# Kata in Bruce Lee schools?



## still learning (Jul 28, 2009)

Hello,  Is Kata a part of your training?

Aloha,


----------



## terryl965 (Jul 28, 2009)

Most likely not since it is about what will and will not work for each person. I would bet it is more fightin g than Kata, just my opinion.


----------



## arnisador (Jul 28, 2009)

That'd be very very rare in a JKD school, though some may do the Wing Chun forms as an add-on.


----------



## phfman (Jul 28, 2009)

The only things we do that might even remotely be considered kata are our Mook Jong sets. Even then we encourage the students to improvise after a while.


----------



## Jimi (Jul 28, 2009)

No Kata. We do skill drills, attribute development drills, sparring. As noted before, we do not do Kata but there are Mook Jong Sets that some would call a form as well as those who work over WC forms such as Sil Lum Tao etc... KATA not really. Some JF/JKD practitioners may practice another systems forms to keep up on skills from another art to stay sharp, but no real JF/JKD katas. LOL. PEACE


----------



## MrJKD (Jul 29, 2009)

The simple answer is no Katas are not taught within our school.

##############################

**DIRECTIVE 1**:
Count the lines of the records below that contain the string "railing". Give only the number.

##############################

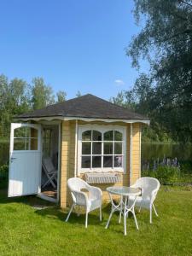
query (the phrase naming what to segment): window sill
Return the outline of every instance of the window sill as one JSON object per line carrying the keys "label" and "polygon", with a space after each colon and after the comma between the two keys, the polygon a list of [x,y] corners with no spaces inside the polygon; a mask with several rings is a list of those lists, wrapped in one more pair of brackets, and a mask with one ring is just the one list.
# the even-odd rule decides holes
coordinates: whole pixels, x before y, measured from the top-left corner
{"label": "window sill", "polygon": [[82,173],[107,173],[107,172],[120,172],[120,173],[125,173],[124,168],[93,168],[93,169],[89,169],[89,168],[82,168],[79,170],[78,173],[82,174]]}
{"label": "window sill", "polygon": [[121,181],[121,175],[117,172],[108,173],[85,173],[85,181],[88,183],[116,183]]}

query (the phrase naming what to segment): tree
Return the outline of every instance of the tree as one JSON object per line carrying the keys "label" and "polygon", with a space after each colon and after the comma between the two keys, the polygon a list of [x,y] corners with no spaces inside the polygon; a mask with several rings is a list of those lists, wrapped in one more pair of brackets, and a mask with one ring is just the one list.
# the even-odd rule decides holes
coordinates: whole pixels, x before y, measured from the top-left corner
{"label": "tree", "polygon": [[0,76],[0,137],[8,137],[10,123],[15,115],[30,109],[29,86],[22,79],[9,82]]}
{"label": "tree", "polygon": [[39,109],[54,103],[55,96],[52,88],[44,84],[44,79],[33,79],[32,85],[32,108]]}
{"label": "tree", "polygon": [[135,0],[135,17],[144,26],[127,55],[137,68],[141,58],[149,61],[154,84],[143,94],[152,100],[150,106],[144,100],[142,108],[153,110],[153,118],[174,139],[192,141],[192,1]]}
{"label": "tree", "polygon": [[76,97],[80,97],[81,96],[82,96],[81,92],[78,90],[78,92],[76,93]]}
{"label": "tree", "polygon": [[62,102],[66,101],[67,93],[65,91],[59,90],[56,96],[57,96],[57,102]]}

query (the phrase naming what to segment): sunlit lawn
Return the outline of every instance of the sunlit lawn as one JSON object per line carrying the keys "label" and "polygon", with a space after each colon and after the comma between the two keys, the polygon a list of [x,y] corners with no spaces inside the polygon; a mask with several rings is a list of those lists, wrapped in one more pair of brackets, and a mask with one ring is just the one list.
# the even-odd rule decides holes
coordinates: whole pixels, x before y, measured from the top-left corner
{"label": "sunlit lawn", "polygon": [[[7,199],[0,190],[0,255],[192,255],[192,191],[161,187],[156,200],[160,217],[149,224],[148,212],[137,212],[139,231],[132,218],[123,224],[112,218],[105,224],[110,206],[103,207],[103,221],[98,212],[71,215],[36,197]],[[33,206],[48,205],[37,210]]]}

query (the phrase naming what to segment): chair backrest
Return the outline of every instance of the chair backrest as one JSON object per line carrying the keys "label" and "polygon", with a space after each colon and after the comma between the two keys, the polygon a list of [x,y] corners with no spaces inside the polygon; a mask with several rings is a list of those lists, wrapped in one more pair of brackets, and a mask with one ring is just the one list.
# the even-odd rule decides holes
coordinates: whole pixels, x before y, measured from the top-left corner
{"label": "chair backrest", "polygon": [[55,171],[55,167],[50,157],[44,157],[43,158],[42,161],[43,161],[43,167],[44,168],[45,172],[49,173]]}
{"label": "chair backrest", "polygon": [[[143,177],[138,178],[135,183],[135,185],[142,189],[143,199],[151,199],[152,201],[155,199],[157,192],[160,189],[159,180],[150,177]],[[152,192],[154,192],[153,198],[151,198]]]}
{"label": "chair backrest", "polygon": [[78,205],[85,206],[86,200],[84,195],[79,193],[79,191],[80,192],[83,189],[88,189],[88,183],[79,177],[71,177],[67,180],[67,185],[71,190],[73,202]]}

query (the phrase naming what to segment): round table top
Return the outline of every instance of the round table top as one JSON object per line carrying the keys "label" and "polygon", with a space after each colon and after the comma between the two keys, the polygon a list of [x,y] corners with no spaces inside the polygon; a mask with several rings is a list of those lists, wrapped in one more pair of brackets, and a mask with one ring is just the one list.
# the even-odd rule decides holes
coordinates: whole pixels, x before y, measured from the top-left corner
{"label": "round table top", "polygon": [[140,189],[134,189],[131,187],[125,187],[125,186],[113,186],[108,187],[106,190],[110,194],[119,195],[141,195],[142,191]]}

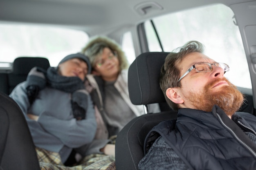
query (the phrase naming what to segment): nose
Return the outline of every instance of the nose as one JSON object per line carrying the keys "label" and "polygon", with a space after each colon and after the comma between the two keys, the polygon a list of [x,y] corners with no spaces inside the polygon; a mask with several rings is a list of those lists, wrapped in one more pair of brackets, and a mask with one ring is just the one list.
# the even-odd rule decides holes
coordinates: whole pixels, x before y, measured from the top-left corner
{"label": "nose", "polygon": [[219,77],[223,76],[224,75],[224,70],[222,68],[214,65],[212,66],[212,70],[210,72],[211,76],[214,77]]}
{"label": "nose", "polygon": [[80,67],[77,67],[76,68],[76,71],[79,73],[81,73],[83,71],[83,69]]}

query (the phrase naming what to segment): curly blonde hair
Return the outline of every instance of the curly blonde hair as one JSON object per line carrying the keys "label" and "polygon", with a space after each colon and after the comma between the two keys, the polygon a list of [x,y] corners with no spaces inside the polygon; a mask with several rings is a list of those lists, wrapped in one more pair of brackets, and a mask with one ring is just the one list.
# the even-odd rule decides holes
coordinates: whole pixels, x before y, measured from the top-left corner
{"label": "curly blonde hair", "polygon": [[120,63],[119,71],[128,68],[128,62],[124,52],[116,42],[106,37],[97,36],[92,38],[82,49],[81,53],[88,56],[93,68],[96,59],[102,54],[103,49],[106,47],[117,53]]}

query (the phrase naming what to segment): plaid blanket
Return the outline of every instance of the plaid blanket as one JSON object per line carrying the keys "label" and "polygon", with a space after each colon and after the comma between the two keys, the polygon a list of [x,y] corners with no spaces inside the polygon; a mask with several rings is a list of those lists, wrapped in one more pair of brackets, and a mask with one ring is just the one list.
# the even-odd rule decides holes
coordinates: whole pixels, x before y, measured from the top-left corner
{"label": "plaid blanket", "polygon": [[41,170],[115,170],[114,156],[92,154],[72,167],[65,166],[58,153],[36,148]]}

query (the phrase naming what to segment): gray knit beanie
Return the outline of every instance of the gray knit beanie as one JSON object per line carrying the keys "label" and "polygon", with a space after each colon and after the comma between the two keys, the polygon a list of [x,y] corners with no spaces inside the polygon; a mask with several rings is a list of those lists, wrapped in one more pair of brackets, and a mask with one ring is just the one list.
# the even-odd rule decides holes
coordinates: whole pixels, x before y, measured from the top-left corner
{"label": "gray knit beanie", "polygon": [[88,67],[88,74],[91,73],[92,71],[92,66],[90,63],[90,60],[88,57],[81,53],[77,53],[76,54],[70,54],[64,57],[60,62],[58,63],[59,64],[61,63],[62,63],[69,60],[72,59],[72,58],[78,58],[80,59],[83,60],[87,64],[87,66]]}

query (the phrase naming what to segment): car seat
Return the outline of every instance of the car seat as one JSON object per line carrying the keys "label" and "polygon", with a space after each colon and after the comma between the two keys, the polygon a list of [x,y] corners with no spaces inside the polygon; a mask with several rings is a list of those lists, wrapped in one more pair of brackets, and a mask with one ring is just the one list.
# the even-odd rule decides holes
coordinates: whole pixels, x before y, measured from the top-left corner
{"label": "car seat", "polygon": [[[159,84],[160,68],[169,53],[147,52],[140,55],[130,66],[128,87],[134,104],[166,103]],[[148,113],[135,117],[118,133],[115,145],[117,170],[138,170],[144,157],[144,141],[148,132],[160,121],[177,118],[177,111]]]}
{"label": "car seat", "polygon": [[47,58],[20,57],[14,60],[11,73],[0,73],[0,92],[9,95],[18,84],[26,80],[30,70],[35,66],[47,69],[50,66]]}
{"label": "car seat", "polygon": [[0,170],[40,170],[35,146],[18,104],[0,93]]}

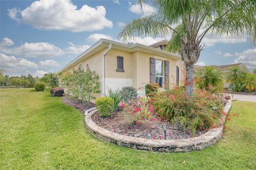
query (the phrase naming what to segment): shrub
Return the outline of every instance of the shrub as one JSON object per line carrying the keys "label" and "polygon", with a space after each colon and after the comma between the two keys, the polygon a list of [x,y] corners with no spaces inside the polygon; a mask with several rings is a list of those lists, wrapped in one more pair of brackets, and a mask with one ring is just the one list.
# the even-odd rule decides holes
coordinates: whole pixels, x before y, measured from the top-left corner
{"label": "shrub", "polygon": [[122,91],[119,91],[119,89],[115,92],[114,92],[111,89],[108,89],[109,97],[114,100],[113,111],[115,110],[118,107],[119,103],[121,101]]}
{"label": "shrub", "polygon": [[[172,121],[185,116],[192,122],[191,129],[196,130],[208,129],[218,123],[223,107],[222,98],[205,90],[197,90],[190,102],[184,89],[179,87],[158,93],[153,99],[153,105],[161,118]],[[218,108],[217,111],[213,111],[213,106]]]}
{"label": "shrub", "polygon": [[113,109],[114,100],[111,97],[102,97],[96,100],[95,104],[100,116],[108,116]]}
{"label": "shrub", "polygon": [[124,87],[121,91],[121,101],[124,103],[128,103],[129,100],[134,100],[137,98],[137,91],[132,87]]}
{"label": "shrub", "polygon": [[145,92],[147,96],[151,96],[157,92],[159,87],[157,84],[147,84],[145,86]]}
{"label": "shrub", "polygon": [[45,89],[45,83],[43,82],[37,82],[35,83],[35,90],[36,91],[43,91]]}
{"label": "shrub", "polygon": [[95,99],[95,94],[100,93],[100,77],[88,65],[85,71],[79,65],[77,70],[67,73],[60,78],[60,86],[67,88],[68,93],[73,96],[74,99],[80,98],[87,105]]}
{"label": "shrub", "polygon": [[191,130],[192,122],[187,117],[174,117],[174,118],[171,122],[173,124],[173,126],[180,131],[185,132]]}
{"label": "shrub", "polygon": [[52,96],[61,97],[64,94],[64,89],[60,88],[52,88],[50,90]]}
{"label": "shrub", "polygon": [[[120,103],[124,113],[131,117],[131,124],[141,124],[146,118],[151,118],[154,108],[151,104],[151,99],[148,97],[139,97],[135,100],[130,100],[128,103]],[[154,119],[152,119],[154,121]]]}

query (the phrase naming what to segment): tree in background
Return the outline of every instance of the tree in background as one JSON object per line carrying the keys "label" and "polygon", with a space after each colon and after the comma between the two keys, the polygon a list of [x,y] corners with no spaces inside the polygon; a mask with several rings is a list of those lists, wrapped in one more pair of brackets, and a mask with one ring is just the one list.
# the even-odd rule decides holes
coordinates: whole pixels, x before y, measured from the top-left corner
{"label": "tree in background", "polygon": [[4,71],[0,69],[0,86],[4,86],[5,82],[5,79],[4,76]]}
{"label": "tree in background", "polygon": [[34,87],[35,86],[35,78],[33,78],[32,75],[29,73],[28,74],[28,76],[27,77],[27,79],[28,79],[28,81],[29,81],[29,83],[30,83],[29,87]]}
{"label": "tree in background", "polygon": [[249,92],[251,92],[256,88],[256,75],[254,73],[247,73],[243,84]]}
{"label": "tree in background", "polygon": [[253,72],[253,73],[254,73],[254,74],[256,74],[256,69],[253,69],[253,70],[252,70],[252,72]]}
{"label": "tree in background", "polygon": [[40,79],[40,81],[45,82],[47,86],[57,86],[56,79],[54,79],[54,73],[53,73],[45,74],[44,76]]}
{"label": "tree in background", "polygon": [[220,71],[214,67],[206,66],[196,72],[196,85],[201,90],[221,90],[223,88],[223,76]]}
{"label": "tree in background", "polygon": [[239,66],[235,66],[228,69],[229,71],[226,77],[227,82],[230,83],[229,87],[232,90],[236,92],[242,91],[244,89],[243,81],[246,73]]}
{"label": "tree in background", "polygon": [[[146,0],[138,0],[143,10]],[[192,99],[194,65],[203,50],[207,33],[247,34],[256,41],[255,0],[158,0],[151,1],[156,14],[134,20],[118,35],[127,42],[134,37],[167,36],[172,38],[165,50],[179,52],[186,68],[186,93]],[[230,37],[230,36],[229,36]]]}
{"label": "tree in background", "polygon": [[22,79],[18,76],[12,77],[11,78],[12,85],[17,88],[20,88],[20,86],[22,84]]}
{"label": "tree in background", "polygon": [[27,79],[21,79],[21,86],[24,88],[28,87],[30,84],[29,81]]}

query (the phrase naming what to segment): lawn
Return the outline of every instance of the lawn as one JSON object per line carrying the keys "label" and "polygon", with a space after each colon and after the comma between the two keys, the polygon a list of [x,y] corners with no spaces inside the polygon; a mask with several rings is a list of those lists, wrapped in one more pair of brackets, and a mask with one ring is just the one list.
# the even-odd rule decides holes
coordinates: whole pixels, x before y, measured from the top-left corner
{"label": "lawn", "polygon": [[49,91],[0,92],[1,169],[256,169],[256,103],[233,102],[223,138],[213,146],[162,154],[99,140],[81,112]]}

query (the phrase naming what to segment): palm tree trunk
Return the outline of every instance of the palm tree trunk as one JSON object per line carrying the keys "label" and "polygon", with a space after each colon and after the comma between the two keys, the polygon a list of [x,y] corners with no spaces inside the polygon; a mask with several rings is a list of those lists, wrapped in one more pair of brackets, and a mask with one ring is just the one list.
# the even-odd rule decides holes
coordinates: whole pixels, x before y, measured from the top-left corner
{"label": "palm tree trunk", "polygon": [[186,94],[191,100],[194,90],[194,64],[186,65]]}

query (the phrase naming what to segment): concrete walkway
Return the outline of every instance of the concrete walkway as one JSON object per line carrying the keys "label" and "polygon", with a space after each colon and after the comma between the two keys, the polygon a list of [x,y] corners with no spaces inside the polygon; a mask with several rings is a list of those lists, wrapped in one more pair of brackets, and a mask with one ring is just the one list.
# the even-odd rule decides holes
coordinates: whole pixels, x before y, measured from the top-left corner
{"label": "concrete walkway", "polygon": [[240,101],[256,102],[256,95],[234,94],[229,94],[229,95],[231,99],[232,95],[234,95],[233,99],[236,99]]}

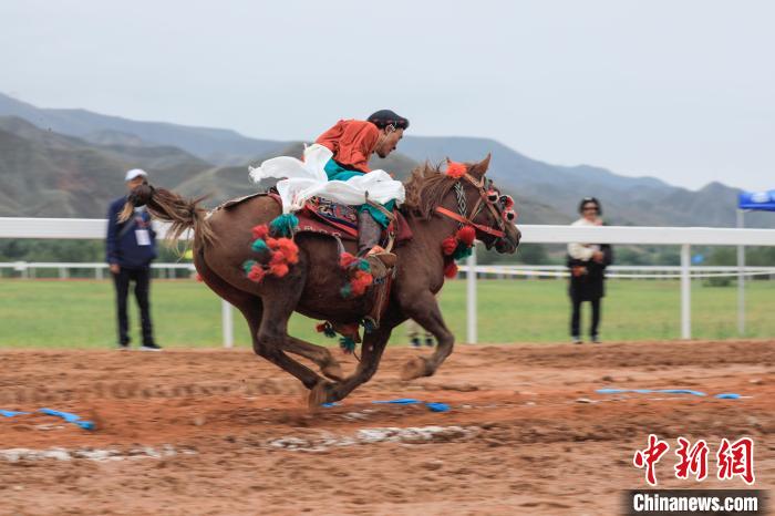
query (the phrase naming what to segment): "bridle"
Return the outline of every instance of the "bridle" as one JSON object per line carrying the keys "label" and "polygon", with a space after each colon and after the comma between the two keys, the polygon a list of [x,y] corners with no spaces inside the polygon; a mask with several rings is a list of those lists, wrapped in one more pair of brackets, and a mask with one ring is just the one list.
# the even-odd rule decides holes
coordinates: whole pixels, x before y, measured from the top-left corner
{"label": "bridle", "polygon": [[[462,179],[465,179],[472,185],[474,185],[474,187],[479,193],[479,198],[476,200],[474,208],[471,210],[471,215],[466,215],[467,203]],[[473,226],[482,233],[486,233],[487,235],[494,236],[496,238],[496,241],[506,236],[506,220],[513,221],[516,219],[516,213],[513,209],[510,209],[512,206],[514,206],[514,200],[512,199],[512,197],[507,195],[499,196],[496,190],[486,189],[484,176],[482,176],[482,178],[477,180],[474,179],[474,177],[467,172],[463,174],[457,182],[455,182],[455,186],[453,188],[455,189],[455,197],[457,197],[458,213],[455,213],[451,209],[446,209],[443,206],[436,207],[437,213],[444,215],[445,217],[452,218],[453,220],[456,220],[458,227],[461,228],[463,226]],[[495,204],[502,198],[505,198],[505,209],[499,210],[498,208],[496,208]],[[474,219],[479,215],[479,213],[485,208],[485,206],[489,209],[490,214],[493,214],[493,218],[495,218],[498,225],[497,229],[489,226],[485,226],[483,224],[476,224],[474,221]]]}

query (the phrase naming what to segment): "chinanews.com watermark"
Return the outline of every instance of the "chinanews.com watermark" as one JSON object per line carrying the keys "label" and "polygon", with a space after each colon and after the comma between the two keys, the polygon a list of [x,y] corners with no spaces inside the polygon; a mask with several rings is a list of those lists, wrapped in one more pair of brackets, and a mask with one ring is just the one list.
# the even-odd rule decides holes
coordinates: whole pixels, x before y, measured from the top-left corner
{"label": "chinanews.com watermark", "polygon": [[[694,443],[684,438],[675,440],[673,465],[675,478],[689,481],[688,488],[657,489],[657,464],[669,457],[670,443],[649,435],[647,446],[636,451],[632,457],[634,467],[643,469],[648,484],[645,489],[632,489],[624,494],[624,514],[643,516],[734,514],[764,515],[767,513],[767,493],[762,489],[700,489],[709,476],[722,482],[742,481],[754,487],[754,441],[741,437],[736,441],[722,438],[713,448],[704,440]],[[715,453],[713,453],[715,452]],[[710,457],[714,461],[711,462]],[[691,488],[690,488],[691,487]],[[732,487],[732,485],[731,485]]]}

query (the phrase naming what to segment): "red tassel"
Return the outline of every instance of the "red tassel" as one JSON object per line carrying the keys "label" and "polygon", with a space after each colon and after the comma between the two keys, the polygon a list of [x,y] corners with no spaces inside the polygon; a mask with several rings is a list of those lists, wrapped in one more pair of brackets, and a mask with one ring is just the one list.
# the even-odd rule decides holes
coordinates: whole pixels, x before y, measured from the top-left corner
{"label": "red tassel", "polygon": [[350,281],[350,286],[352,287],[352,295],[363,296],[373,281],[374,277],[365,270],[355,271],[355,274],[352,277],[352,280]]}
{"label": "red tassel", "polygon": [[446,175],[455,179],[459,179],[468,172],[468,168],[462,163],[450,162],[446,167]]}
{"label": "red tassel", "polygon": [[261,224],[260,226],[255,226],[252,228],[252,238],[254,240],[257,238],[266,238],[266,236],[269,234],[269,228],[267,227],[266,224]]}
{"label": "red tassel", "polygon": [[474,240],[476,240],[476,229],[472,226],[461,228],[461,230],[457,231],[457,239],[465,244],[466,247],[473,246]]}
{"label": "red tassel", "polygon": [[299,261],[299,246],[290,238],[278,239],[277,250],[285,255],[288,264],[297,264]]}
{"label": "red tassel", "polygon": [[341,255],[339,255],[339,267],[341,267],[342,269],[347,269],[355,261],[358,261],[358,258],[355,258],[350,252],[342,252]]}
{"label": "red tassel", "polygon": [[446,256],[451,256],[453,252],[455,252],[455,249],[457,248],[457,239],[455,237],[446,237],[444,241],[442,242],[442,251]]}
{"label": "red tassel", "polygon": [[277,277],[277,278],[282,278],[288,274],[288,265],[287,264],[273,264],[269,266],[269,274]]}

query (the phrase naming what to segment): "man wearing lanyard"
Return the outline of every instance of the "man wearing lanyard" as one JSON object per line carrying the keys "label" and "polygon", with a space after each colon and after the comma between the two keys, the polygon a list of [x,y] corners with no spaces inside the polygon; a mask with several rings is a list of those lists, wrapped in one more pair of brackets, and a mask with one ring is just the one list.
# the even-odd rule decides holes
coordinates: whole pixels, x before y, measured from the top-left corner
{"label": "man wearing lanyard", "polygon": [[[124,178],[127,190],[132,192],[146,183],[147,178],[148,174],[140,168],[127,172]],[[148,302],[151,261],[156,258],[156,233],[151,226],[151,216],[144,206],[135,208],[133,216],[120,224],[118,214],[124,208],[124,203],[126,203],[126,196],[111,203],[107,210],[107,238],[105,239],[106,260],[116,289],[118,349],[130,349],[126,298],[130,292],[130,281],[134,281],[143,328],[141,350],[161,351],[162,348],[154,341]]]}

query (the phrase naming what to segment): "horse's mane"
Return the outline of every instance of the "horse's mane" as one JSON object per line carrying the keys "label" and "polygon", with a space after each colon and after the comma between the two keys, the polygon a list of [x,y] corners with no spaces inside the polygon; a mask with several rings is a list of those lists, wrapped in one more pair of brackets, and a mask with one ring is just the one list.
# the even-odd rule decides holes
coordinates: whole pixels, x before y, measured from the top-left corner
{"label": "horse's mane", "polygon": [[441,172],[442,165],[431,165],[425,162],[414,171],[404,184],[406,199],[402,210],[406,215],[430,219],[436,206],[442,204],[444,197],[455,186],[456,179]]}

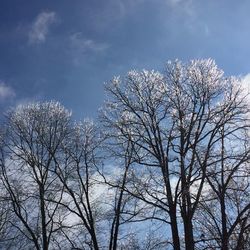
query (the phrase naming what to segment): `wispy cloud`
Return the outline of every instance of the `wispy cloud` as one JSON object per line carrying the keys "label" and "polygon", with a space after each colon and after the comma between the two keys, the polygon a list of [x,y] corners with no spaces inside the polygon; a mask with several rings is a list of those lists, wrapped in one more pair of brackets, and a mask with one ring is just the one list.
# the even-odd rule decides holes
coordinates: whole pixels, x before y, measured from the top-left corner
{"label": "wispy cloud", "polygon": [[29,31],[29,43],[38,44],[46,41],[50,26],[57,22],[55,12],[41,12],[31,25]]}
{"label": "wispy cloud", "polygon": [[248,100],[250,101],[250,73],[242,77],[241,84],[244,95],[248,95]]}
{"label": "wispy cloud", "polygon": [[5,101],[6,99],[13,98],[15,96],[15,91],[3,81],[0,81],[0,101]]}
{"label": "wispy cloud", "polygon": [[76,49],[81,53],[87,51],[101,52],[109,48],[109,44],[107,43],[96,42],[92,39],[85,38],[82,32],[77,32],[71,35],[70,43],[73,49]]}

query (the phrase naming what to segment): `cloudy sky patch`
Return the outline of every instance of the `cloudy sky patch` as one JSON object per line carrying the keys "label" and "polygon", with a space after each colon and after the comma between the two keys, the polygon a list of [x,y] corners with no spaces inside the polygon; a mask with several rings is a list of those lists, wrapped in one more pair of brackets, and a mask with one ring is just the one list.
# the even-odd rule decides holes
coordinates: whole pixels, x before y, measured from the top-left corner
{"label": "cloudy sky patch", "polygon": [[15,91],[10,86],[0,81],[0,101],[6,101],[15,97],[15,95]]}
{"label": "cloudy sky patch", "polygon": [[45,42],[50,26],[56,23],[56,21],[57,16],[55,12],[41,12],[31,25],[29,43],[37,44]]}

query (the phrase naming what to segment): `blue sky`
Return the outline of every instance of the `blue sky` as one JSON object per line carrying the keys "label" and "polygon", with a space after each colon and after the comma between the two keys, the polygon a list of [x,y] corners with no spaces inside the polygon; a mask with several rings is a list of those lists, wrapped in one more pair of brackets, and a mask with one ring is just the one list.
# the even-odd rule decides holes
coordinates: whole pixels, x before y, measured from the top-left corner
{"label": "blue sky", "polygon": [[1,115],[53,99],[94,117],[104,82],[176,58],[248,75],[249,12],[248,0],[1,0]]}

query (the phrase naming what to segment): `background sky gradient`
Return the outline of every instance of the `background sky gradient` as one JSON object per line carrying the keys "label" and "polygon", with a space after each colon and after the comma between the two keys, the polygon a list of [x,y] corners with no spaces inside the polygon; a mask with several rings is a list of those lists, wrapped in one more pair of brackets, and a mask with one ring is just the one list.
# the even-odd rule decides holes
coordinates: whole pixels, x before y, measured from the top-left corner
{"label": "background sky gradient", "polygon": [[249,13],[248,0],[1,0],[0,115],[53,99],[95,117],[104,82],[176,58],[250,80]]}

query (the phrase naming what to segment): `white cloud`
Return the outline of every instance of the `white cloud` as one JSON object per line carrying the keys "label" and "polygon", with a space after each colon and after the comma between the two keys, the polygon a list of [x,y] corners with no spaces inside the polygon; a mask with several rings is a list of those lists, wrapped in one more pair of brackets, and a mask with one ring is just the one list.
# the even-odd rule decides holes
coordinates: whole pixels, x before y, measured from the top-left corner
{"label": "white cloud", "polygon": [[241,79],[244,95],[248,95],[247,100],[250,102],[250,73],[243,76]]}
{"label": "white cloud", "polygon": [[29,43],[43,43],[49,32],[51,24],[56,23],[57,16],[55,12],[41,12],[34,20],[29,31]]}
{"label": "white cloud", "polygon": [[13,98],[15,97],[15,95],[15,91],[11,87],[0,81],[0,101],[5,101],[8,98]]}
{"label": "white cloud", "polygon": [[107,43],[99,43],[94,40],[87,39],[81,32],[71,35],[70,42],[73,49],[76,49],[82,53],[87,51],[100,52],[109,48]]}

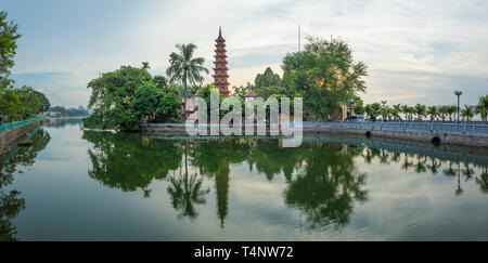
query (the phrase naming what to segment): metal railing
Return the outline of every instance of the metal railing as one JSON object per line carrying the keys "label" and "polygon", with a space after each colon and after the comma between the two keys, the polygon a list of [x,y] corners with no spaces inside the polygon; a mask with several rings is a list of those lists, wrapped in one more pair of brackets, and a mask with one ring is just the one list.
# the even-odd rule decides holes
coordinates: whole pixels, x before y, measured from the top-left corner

##############################

**DIRECTIVE 2**:
Resume the forum thread on kata in Bruce Lee schools from the point where it stops above.

**OUTPUT 1**:
2

**OUTPUT 2**:
In addition as we are from a wing chun background the wing chun forms are also not taught.


I am aware of the orginal JKD wooden dummy form, which was taught to my sifu by Chris Kent back in the early 90s, however that is also not taught unless students want specfic training on this area.


----------



## Glycerine0160 (Jul 29, 2009)

I mean, I can see why Bruce didn't like forms.

But in my opinion, I see there application. It seems like a good way to work on technique and footwork by yourself. Although I wouldn't personally think a person needs to learn a form to excel to some new level, I see them as beneficial. Almost like a shadow boxing template (that I would think you could improvise on)


----------



## suicide (Jul 29, 2009)

no katas and no belt rank ? i guess when you know you just know ...


----------



## still learning (Jul 29, 2009)

Hello, Thank-you for your answers.....Aloha


----------



## James Kovacich (Oct 6, 2009)

No kata and "some" will even say no drill sets. By that I mean, repetitive training yes but without "set in stone" drills. Thats the way Sifu Felix trained me. Every training day is differant, built upon what we've worked on but always differant.


----------



## turbo1975 (Oct 17, 2009)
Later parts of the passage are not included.